Trecho selecionado:
Ao receber o convite para discorrer sobre o tema, tive um sentimento conflitante: 2016, ainda estamos falando sobre isso?! Sim! E que bom que ainda se tem espaço para falar sobre o assunto em uma semana que cobra “consciência”.
Passados 65 anos da Lei “Caó”, que define como crime qualquer ato de discriminação racial, somente agora foi aprovada a prisão para crimes de racismo e discriminação pela internet. 26 anos da renovação da constituição do estado da Bahia, que traz um capítulo específico sobre cota para negros na publicidade, e ainda clamamos pela presença de negros na mídia.
A frase em alta para a reivindicação é “representatividade negra importa”. Eu prefiro ir além, digo que “protagonismo negro importa”. Confesso que tenho um enorme receio sempre que tentam me representar.
A representatividade negra livre de estereótipo e coerente com a realidade, ainda é muito recente na mídia nacional. Engatinha com fragilidade, e por vezes causa estranhamento até mesmo para o público em questão. Depois de anos expostos a um padrão normativo, que considerava apenas a beleza nórdica em corpos esquálidos de pessoas héteros, quem não desconfiaria?

Dados extraídos:
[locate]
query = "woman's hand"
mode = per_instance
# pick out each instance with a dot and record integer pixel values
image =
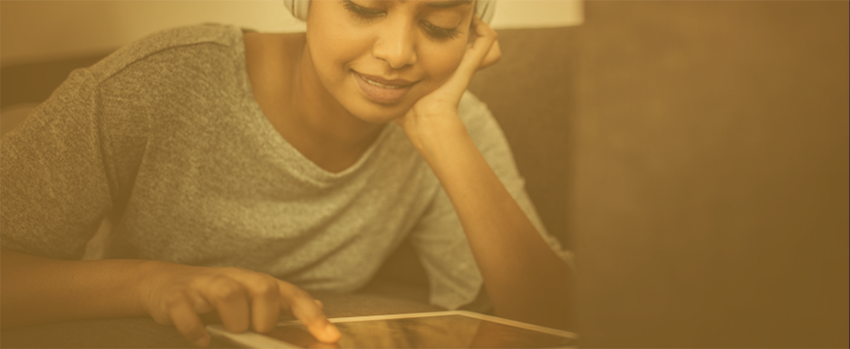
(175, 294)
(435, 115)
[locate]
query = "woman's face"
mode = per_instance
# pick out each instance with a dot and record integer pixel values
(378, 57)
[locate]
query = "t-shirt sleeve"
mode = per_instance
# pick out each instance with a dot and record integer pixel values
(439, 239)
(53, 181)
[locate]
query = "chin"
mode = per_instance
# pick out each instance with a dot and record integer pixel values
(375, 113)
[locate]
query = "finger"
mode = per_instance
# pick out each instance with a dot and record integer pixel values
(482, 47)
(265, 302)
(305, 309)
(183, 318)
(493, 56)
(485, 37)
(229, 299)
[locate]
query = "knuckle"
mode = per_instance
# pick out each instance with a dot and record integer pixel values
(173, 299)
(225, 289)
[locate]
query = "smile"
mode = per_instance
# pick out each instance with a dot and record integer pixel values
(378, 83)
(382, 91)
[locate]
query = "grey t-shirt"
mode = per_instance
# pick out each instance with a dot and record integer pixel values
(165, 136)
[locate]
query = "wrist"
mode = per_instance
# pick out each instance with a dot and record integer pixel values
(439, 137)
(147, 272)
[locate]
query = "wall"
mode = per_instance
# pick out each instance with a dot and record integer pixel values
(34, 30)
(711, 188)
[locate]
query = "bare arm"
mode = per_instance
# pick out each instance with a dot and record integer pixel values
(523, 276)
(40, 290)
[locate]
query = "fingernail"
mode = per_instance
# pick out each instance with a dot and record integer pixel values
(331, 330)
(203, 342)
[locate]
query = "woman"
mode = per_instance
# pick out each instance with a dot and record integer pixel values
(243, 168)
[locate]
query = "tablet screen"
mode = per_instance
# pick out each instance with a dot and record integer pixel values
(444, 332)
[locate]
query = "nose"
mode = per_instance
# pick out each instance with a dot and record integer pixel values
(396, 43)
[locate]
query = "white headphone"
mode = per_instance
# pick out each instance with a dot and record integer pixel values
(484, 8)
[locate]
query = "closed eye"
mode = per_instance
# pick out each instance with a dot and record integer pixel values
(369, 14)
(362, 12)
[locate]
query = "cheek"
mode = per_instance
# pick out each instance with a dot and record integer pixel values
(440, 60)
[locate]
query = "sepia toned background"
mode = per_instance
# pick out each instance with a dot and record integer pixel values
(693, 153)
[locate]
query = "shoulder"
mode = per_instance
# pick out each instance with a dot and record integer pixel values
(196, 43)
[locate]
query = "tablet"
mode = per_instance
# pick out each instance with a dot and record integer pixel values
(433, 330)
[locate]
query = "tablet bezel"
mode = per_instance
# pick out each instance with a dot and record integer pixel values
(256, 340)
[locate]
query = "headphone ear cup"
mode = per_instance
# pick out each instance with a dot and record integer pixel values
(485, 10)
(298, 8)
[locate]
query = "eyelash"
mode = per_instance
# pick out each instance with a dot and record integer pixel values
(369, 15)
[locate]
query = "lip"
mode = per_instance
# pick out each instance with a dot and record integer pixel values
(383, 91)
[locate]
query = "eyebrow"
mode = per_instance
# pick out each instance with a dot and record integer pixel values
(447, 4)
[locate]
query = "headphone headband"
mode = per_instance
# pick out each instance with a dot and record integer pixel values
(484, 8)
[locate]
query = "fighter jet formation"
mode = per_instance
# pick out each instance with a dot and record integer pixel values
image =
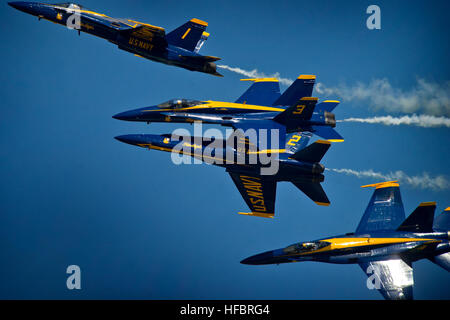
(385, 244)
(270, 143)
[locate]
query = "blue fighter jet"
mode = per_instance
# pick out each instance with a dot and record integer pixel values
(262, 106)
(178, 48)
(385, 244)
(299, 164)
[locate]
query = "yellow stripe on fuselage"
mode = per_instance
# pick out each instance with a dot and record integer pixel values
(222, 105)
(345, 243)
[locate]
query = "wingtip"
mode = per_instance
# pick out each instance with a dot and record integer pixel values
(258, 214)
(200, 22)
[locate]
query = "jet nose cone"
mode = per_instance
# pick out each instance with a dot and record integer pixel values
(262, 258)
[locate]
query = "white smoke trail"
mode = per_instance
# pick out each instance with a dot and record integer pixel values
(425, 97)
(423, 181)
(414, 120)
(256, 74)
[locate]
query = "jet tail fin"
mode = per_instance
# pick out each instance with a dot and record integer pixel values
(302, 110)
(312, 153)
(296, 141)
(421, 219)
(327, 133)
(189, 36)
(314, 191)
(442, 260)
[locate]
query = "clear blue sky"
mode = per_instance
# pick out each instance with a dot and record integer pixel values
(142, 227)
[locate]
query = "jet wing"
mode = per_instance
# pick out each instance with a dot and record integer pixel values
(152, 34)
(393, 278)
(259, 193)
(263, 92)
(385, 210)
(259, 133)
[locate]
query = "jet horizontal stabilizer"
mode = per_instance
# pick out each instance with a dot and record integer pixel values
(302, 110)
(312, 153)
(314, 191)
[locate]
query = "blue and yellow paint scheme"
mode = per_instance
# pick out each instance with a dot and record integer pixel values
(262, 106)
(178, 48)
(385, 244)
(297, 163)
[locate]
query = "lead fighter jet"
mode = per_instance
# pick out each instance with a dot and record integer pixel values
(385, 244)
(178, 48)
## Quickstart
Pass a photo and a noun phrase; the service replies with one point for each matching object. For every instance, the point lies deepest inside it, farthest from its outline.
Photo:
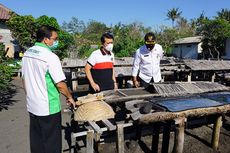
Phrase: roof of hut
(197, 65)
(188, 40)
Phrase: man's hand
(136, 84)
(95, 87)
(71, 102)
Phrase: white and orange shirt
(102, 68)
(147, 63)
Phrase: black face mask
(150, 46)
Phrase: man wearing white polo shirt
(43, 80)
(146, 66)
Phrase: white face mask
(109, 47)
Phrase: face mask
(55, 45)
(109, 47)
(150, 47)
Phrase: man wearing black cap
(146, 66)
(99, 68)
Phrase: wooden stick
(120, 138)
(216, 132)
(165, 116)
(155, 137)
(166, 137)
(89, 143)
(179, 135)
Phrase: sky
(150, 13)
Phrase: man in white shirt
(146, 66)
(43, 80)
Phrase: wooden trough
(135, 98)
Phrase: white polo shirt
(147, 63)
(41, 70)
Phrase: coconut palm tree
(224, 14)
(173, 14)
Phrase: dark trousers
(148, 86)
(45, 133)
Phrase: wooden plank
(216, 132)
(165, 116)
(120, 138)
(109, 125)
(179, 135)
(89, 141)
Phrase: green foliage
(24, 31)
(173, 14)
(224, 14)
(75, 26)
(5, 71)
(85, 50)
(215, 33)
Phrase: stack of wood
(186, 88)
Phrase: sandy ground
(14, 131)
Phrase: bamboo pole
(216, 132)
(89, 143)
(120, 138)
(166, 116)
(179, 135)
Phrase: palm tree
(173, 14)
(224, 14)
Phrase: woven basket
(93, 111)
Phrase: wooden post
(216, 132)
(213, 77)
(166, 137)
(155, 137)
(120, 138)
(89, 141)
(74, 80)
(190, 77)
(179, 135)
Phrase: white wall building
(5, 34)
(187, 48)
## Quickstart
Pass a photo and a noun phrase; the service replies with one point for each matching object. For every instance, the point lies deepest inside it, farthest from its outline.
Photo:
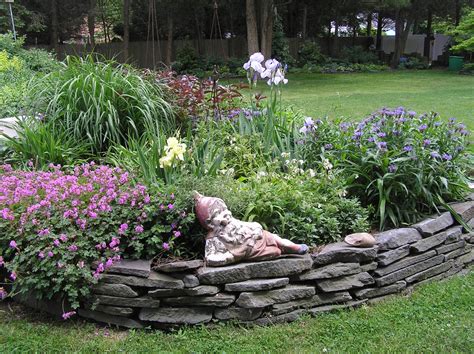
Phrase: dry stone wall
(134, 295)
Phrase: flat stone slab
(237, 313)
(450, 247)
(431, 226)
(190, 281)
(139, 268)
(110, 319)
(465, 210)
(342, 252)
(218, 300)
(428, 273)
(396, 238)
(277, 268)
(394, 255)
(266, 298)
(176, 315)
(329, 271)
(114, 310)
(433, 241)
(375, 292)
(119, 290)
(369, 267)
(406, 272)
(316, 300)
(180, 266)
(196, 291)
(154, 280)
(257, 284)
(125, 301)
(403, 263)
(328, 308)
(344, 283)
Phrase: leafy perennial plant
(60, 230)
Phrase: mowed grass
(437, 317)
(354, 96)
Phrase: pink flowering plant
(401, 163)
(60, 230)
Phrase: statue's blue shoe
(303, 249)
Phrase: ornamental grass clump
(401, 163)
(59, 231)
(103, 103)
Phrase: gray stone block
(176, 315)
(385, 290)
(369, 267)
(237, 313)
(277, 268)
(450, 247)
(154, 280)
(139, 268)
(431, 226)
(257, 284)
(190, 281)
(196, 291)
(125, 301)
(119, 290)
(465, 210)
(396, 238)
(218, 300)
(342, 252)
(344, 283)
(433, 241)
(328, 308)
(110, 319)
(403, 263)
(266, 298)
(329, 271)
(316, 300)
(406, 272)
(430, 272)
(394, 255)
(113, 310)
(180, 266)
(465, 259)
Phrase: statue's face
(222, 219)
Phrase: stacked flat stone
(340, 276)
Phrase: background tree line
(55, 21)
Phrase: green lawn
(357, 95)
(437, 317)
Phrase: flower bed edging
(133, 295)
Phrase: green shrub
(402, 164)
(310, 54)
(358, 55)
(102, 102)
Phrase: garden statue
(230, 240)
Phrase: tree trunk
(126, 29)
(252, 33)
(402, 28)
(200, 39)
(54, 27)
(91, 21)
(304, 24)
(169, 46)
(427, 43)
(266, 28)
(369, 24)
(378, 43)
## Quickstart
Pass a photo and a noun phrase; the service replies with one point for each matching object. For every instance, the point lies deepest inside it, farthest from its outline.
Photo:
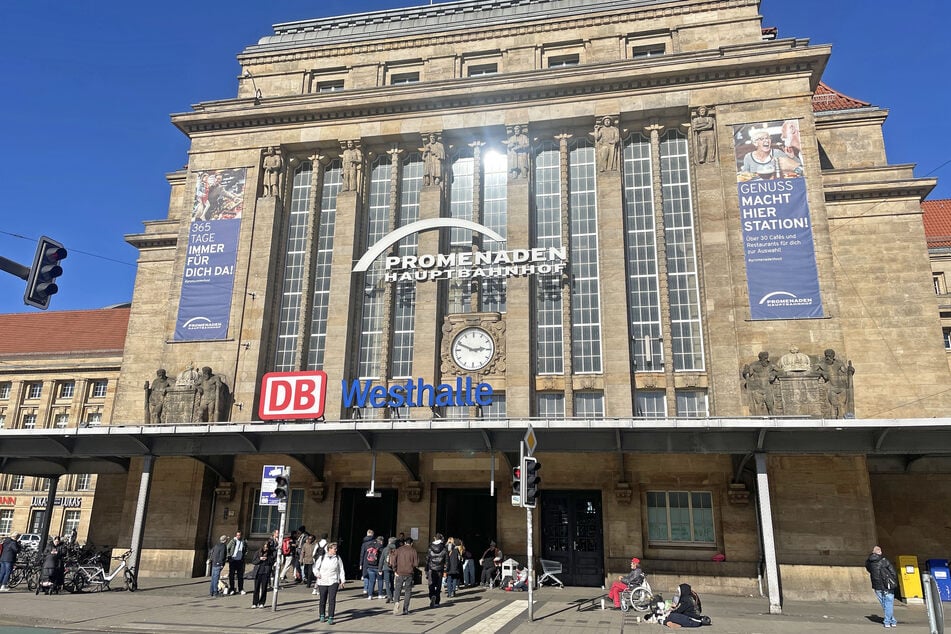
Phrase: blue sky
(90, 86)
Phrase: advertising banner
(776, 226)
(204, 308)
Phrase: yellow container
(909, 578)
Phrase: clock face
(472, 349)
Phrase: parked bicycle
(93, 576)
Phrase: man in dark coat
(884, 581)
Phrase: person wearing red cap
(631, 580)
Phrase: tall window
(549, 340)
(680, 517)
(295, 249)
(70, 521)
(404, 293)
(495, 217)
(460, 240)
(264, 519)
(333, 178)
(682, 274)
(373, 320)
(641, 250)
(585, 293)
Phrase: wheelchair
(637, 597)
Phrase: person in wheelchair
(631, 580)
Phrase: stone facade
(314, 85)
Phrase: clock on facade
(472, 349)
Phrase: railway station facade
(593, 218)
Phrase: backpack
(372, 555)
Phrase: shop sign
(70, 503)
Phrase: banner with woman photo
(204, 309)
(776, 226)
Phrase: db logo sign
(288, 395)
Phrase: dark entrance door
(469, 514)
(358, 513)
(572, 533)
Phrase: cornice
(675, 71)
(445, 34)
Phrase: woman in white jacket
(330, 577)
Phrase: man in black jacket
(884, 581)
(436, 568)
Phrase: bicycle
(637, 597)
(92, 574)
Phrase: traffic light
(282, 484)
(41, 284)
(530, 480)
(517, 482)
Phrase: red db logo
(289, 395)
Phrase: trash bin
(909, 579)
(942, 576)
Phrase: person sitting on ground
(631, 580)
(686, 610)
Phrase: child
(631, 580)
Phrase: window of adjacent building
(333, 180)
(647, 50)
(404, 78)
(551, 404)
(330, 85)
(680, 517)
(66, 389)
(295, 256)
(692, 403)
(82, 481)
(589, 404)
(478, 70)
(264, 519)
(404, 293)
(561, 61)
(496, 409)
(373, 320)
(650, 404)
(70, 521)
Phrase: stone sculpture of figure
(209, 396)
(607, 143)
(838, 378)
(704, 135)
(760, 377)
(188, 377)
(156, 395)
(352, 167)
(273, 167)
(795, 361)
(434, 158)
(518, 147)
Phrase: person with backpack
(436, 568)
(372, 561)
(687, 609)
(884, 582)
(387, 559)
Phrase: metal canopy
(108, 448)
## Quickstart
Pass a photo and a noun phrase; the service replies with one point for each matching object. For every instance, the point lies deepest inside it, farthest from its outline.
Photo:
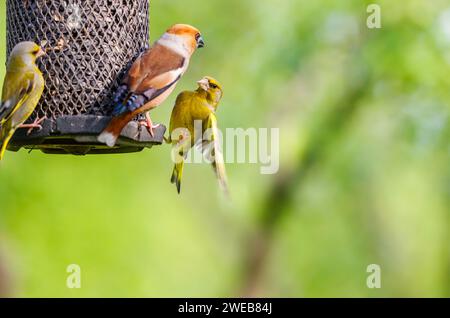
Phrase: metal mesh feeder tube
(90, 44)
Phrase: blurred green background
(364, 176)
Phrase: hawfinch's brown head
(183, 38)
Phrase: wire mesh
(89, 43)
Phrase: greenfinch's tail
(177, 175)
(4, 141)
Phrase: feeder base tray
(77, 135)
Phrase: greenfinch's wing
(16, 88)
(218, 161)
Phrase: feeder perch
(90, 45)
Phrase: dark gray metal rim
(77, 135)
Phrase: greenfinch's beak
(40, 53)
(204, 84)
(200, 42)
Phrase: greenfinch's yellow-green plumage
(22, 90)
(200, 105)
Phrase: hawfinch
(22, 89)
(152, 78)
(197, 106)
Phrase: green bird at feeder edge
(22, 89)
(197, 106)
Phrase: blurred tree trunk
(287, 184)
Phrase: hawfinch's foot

Questão A:
No texto sobre representatividade negra na mídia, qual frase é apresentada como preferível a “representatividade negra importa”?
Questão B:
Dê sequência ao texto sobre representatividade negra na mídia a partir do ponto em que ele termina.

Resposta do exercício A:
A frase “protagonismo negro importa”.

Resposta do exercício B:
É sabido que a indústria da publicidade não foi criada para ser empática. O consumo desenfreado é alimentado pelas desigualdades; os indivíduos passaram a buscar suas identidades por meio daquilo que consomem. Em uma projeção psicanalítica, quem teria o desejo de ser negro? O papel do negro na mídia é um retrato fidedigno de como sociedade nos vê. Quando não marginalizados; estamos para entreter — seja cantando sua música favorita ou marcando um gol para o seu time — ou para servir — seja nos afazeres braçais e domésticos ou no sexo.
Sai da senzala!
Acredito que o caminho para uma significativa mudança dentro do cenário em questão está em tirar a capa de um país miscigenado e democrático, e se assumir como um Brasil excludente e racista. É preciso urgentemente que a mídia brasileira se desapegue do pensamento de cultura escravocrata. É tolice justificar a ausência de negros como um recorte social; sendo que o que existe é uma censura midiática que esconde negros prósperos e bem sucedidos. Embora a população negra esteja, majoritariamente, presa nas classes C e D; é um erro ignorar o crescimento da classe média negra, que ganha mais de 10 salários mínimos. Permanecem no erro ao ignorar uma parcela da população decide cerca de R$ 400 bilhões/ano em compras. Ainda que o carrinho do supermercado seja do patrão, o poder de decisão de compra da mulher negra é gigantesco.
Foi criada uma barreira racista, uma linha imaginária que delimita os lugares do negro na sociedade! Uma voz uníssona que grita na cabeça das crianças negras que elas nunca passarão daquilo que está retratado: camareira, operária, costureira e cozinheira — serviçais que nunca sairão da senzala. É necessário que elas tenham a mente livre para serem protagonistas de sua própria vida, se escolherem uma das atividades citadas; que seja somente um desejo seus corações.
O pensamento escravocrata se mostra na latente vontade de embranquecer os poucos negros que protagonizam em mídias impressas. O photoshop está para branquear, assim como um senhor de engenho ordenava ao capataz.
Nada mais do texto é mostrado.